_Goal_: Express the stretch of the listing from the line containing "right hind leg on this photo." through the line containing "<point>107,126</point>" as a two-column CSV headed text and answer, with each text on the same row as its answer. Enclose every field in double quotes and replace any line breaks inside a field with spaces.

[Recorded data]
#####

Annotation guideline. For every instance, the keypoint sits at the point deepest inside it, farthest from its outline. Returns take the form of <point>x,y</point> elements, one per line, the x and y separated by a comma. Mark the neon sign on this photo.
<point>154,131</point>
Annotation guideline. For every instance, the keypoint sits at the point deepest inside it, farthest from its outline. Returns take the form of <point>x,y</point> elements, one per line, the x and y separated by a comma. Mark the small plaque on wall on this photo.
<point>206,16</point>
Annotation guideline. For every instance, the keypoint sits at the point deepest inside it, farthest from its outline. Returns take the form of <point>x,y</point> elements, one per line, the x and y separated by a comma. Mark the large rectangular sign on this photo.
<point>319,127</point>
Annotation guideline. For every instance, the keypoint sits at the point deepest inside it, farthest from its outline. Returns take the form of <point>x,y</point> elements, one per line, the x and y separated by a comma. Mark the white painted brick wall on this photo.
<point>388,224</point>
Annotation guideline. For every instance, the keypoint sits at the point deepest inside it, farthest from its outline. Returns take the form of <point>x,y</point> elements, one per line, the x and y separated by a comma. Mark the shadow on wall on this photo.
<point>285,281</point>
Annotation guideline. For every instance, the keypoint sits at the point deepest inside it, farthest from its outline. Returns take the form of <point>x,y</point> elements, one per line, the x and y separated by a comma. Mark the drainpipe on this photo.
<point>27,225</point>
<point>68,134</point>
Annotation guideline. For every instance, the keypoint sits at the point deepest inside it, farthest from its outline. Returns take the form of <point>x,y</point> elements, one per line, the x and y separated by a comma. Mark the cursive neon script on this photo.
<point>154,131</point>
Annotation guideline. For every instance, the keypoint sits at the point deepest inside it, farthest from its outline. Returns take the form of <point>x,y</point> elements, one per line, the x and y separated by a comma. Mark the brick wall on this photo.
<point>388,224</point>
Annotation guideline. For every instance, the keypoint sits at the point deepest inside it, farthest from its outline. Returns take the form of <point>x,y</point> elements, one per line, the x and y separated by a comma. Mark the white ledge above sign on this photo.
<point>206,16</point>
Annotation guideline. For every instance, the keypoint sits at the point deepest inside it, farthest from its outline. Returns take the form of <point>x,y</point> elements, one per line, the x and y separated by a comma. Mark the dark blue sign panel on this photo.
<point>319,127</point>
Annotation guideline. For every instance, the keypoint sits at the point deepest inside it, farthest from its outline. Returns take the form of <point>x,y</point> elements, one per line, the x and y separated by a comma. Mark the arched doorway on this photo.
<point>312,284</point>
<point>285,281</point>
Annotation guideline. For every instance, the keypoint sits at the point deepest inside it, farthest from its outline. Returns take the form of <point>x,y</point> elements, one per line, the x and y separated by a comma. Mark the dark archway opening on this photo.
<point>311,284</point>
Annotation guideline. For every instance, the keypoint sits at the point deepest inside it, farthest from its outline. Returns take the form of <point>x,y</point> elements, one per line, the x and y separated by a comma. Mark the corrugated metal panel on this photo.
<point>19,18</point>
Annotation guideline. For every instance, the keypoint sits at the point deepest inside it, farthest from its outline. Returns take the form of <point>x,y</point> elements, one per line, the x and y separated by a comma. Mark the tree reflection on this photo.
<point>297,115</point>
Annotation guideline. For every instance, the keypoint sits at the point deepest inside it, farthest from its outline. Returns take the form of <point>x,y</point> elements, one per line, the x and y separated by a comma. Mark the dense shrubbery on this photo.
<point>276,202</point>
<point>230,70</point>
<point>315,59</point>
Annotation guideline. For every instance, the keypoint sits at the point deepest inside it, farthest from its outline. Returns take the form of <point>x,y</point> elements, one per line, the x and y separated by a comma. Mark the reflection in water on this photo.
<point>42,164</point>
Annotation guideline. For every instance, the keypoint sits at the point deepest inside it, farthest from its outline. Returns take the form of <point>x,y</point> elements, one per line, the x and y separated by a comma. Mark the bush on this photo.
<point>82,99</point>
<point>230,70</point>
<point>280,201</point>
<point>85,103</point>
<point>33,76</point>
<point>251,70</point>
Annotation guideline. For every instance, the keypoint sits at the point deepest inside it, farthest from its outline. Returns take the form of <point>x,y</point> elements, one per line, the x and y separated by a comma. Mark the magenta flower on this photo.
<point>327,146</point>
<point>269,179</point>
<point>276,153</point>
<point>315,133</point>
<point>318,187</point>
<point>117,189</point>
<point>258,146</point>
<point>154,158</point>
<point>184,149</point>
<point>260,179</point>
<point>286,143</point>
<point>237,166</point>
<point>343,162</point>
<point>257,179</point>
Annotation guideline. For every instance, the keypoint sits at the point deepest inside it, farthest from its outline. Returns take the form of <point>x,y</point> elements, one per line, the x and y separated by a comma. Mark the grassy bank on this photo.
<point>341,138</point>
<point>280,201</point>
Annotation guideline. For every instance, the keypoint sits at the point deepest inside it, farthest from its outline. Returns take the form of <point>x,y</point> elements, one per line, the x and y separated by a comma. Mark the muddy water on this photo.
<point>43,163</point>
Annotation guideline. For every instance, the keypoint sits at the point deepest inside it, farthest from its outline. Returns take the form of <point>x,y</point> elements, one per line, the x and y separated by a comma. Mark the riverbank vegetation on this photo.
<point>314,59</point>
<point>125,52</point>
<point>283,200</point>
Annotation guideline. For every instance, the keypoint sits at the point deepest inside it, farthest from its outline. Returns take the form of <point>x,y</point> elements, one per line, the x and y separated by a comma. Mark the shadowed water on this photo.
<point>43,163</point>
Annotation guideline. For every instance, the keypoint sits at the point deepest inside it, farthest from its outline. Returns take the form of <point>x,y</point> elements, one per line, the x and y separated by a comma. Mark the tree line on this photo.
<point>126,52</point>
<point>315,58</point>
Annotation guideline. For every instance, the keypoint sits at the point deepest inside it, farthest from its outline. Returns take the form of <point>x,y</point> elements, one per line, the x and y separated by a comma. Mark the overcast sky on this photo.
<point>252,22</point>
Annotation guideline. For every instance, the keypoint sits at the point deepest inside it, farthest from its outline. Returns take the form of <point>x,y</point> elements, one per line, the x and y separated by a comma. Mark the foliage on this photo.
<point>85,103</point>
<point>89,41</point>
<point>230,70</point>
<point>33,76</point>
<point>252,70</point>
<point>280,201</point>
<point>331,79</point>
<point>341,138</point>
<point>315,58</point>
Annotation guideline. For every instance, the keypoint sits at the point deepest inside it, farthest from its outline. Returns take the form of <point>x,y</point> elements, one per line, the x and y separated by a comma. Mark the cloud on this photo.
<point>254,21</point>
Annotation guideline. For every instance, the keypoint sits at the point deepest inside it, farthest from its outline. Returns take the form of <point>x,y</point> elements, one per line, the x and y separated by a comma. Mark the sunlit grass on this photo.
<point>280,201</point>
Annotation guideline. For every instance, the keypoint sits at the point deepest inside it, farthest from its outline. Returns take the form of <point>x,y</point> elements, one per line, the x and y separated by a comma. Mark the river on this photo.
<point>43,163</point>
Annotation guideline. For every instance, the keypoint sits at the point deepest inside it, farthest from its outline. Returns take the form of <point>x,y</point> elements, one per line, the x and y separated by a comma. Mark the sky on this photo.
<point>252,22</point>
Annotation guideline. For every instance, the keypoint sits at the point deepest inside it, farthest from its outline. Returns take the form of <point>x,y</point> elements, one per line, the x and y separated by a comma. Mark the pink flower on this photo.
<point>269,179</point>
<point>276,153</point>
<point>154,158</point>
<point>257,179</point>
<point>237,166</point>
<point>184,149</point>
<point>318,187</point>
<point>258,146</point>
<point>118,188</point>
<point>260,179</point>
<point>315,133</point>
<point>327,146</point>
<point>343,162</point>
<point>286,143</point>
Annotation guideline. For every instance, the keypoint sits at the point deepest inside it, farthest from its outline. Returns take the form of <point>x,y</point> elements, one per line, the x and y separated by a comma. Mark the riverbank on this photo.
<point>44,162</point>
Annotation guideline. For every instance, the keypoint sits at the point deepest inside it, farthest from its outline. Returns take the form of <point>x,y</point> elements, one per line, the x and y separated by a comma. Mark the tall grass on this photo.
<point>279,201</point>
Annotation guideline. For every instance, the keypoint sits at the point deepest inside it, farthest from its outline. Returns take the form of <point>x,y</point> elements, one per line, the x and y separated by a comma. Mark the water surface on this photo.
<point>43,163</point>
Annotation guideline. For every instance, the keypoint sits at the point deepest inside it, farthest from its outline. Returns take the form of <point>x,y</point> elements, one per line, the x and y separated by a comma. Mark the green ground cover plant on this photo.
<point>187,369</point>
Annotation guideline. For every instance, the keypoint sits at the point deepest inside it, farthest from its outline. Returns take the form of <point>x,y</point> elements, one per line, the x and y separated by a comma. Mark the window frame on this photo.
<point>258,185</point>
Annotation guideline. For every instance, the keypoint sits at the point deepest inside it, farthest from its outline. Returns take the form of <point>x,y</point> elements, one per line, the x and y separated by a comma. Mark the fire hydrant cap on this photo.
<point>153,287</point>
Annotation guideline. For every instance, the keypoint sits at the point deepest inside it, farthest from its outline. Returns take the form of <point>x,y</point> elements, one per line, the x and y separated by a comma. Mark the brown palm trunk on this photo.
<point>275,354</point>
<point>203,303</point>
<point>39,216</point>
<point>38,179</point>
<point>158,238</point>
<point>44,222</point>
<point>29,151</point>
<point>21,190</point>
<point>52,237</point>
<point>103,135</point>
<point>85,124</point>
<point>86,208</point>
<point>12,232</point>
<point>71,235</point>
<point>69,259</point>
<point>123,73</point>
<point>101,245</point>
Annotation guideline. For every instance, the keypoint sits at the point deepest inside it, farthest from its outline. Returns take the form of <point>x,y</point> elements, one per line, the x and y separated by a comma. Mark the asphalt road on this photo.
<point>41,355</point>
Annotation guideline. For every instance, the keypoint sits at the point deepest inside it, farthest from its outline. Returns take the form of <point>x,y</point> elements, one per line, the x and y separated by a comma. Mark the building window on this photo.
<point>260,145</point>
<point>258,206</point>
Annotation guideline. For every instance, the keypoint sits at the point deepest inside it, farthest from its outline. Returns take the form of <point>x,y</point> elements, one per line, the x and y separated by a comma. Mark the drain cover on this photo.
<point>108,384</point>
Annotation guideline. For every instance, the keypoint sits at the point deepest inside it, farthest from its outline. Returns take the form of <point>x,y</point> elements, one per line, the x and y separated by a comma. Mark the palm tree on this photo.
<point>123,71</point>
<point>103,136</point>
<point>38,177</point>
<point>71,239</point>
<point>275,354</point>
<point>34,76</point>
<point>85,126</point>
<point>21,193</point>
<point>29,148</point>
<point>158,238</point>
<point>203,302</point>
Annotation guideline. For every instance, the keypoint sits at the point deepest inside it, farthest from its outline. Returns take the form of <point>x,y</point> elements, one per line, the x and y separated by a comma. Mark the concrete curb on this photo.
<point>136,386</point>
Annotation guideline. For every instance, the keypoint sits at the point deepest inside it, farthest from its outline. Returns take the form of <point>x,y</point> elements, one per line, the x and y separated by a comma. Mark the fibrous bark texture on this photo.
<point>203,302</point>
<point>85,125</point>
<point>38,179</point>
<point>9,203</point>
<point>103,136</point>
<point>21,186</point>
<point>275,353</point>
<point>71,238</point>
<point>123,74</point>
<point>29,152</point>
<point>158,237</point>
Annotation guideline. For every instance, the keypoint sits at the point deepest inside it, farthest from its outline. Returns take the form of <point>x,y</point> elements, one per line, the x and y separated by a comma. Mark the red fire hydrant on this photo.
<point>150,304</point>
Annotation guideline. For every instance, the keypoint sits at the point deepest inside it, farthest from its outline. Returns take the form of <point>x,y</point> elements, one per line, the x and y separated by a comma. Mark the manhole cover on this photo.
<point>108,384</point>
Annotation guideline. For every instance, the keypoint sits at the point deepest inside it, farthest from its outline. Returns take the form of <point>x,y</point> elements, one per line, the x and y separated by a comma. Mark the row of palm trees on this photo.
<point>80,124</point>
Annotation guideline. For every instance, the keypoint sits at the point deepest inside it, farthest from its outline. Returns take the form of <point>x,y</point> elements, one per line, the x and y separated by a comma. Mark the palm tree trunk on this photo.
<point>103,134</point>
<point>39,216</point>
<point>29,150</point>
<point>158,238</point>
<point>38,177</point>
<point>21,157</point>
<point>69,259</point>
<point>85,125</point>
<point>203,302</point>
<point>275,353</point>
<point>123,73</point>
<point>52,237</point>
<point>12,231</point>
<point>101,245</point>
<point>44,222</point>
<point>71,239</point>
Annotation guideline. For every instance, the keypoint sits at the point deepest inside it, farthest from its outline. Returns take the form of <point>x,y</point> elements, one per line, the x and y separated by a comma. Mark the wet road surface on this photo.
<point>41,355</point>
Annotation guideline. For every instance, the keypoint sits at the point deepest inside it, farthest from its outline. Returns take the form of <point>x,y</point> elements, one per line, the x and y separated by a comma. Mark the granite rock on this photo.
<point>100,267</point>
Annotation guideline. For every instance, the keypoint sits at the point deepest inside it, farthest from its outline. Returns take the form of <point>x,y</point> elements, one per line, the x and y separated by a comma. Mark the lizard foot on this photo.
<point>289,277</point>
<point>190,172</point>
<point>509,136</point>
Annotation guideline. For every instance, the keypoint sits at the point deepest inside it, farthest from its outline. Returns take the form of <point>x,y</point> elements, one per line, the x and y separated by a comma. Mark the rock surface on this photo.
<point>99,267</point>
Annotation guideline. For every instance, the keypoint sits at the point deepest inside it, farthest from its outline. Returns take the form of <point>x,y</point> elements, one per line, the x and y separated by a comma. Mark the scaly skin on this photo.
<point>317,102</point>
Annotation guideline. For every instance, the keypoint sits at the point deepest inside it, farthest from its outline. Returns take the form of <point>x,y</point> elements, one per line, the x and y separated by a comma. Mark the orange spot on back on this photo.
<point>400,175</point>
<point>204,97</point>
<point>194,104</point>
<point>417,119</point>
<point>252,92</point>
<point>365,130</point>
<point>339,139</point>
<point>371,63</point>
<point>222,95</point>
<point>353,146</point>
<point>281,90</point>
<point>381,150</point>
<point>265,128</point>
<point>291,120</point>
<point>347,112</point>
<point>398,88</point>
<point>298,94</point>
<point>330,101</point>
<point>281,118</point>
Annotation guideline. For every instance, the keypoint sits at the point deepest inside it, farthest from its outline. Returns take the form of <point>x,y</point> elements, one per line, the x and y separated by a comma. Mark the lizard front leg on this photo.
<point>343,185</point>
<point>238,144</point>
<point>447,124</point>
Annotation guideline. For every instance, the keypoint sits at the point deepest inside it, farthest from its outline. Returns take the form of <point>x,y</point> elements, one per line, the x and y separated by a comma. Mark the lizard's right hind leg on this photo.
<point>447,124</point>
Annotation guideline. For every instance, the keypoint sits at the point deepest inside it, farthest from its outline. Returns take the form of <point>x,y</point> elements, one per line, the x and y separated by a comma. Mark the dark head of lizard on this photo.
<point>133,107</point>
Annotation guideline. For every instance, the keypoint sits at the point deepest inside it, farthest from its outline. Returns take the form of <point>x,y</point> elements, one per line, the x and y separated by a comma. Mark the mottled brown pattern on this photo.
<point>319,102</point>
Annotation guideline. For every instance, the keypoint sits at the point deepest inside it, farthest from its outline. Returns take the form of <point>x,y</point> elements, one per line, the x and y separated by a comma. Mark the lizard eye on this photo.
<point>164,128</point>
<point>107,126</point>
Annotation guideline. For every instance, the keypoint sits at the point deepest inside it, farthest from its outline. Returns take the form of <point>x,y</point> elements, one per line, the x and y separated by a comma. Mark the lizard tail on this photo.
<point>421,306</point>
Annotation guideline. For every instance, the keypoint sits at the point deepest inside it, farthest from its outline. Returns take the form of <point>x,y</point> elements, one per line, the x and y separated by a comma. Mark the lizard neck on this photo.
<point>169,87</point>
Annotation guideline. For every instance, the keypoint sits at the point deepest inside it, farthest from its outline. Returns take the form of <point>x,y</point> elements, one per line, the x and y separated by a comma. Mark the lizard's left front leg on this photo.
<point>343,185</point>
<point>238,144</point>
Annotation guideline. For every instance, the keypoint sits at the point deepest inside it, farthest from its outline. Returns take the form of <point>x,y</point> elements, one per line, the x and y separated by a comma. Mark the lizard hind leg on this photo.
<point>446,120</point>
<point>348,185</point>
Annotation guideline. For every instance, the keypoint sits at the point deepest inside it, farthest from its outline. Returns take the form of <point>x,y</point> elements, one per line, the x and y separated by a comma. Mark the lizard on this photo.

#####

_Finished task_:
text,answer
"Annotation guideline. For every instance, the keypoint sits at the point deepest inside it, farthest from its outline. Returns take the form of <point>x,y</point> elements, one per line, the x and y separated by a comma. Mark the lizard's right hind leg on this photo.","<point>447,124</point>"
"Annotation guideline. For every instance, the keypoint sits at the point deepest inside it, farthest from its outline. Returns take the form of <point>x,y</point> elements, one per line, the x and y separated by a comma. Mark the dark head of lizard on this photo.","<point>133,107</point>"
"Annotation guideline. For every instance, the keypoint sits at the point deepest inside it, farthest from its outline. Returns take the form of <point>x,y</point> elements, one per line, the x and y separated by a comma. Mark the mottled brown pattern on this photo.","<point>319,102</point>"
"Annotation guideline. For every instance, the keypoint sits at the point deepest inside it, farthest from its outline. Returns take the form of <point>x,y</point> elements, one per line, the x and y separated by a comma. Mark the lizard eye on this photo.","<point>164,128</point> <point>107,126</point>"